▶ What the task asks: In this exercise, return only the lines that run from the line with "swirl. Keep to one point per instance." to the end of the entries below, both included. Pictures are not copied.

Coordinate annotation entries:
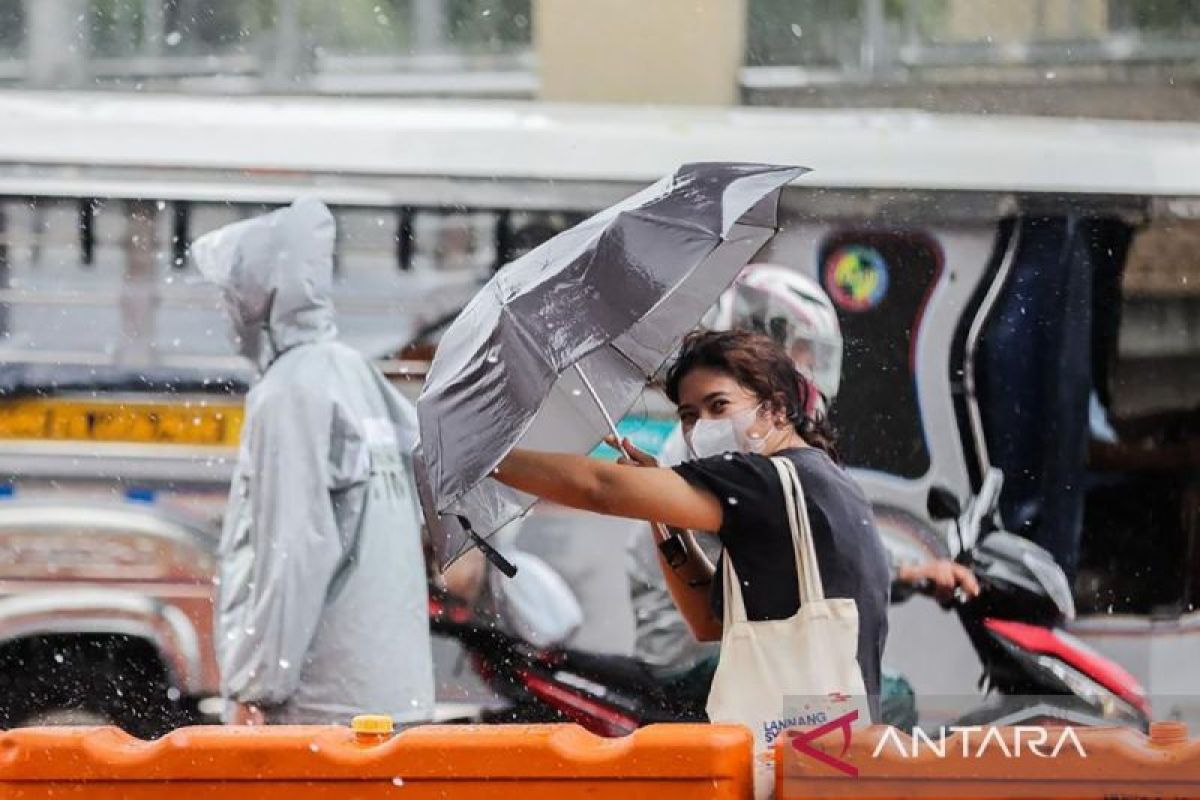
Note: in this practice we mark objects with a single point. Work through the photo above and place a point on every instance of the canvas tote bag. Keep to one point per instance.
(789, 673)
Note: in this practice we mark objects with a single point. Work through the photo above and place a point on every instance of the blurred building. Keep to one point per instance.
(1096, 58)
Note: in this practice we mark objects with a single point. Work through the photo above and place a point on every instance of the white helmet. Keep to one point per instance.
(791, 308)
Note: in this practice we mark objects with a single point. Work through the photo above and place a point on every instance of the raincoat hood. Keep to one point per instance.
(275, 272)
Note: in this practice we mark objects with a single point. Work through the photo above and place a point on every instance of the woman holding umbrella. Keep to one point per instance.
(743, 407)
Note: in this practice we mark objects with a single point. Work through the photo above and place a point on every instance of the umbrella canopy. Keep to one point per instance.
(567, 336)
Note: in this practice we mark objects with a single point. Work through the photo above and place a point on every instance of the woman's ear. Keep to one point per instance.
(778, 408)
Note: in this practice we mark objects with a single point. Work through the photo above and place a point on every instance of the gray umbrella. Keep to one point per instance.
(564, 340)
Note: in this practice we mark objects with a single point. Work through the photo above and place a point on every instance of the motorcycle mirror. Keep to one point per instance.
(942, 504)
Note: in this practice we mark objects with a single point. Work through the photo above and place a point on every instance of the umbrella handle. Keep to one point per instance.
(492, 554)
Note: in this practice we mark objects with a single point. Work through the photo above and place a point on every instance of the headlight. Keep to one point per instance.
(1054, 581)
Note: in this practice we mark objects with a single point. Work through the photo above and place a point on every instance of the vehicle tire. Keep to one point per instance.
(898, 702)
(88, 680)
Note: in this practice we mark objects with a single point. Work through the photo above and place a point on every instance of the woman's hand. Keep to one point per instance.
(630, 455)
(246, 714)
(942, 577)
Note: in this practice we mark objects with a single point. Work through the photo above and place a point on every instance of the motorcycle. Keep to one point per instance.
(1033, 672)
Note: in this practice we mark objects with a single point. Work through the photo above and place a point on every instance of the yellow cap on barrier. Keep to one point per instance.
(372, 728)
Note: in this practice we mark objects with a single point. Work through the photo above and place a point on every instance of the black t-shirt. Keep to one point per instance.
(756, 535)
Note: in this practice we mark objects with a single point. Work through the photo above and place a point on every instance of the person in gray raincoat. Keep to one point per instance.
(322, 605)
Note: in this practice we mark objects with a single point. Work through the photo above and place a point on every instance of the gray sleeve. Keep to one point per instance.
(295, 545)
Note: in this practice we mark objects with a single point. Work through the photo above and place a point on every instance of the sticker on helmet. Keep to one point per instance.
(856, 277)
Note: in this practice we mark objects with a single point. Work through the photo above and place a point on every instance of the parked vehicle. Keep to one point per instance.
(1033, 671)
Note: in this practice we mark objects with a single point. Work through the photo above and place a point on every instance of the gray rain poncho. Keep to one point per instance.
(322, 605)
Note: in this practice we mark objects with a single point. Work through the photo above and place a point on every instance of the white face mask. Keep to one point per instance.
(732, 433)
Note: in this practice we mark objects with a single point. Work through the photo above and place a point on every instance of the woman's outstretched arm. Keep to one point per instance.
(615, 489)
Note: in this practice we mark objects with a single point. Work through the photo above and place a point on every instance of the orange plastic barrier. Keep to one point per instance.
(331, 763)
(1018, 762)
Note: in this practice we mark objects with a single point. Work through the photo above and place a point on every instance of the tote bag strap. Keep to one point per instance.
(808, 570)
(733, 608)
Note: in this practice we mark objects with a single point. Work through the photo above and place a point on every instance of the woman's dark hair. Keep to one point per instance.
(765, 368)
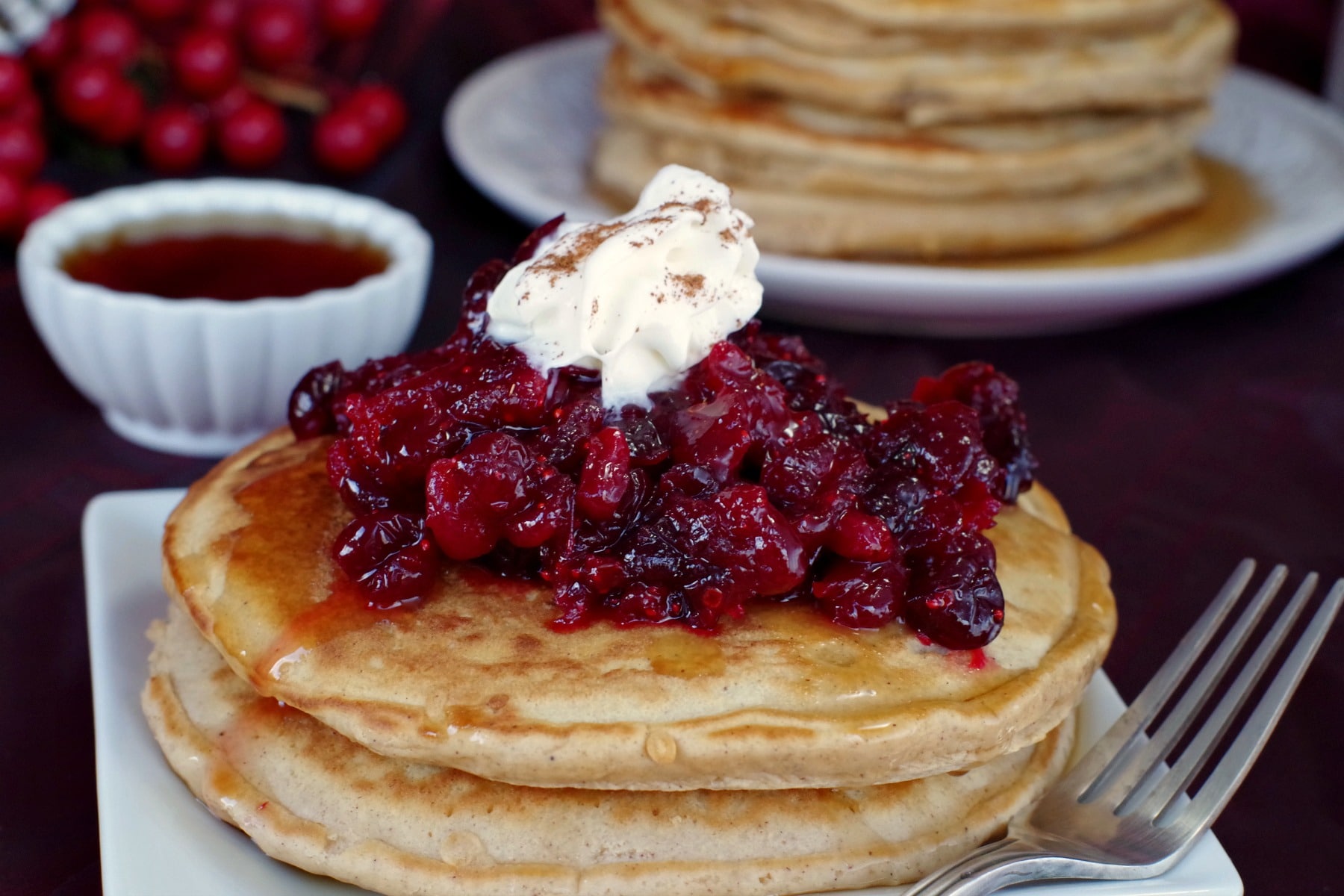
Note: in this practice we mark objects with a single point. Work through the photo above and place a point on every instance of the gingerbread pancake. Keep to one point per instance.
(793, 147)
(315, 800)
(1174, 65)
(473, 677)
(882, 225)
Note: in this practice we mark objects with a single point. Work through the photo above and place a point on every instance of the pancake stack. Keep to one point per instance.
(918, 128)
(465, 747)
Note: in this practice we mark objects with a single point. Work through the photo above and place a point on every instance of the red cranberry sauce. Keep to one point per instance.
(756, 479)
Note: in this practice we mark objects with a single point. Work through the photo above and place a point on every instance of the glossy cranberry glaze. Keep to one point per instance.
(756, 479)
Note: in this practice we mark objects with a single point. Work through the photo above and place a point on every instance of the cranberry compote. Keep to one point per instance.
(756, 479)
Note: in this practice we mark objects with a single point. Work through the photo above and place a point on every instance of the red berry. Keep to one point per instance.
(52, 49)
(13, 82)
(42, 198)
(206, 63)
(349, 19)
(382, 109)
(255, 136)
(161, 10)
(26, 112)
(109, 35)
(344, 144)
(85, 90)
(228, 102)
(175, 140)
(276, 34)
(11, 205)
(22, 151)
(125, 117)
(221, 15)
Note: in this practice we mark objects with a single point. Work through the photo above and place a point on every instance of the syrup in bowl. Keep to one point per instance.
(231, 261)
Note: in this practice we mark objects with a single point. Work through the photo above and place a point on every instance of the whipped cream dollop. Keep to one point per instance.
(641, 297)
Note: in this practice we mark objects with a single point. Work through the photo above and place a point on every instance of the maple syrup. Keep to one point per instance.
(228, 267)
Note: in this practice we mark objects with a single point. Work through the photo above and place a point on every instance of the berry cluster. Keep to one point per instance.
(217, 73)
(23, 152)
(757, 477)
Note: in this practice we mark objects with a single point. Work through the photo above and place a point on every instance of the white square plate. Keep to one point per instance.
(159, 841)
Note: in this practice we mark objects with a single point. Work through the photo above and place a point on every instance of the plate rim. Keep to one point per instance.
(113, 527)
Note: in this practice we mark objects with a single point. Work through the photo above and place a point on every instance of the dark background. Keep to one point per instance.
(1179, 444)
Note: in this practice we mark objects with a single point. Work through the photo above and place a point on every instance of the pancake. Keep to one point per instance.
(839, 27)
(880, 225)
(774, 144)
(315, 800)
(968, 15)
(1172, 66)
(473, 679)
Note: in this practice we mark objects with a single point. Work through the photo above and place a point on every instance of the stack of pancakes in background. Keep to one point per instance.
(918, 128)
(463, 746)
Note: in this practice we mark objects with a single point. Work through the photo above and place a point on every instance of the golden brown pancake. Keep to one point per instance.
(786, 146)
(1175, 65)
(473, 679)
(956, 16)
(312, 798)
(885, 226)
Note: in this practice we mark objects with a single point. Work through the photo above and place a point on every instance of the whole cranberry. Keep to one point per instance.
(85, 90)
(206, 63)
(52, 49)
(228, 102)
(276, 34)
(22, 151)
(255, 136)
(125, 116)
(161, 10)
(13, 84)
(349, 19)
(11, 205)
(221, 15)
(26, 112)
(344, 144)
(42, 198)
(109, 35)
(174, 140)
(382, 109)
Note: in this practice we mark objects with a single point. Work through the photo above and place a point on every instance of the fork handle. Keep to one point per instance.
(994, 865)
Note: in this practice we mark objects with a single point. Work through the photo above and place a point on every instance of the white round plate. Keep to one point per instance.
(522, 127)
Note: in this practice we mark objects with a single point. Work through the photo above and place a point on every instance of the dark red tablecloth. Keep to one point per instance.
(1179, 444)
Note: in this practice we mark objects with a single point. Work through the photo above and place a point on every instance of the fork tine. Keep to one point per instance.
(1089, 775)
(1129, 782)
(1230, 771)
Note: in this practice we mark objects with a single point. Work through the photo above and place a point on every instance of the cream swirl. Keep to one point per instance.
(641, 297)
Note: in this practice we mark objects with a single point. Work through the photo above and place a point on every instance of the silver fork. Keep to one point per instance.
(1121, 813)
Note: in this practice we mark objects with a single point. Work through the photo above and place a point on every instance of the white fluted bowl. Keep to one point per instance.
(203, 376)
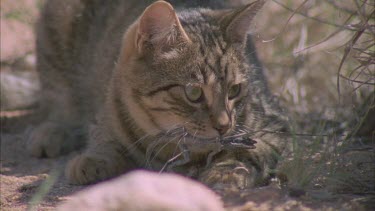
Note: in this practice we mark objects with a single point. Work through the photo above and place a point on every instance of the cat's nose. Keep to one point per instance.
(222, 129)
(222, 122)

▶ Solved exercise:
Note: in this practice we mark objects with a single point. Work through the photo above and place a point on every instance of the cream swirl. Keep to one point per instance.
(641, 297)
Note: in this practice we mark objects with a single point. Work through the photo above and place a point on every instance of the silver fork. Keep to one point per instance.
(1121, 813)
Note: in this practice we mark objects with a single point. Work through the photo above and place a point on every instance of the white fluted bowl. Keep to one point per instance.
(203, 376)
Note: in this practice we mark objects with a single point. Work through the photo above and place a point on every instance of the cat's nose. Keep to one point per instance.
(222, 129)
(222, 122)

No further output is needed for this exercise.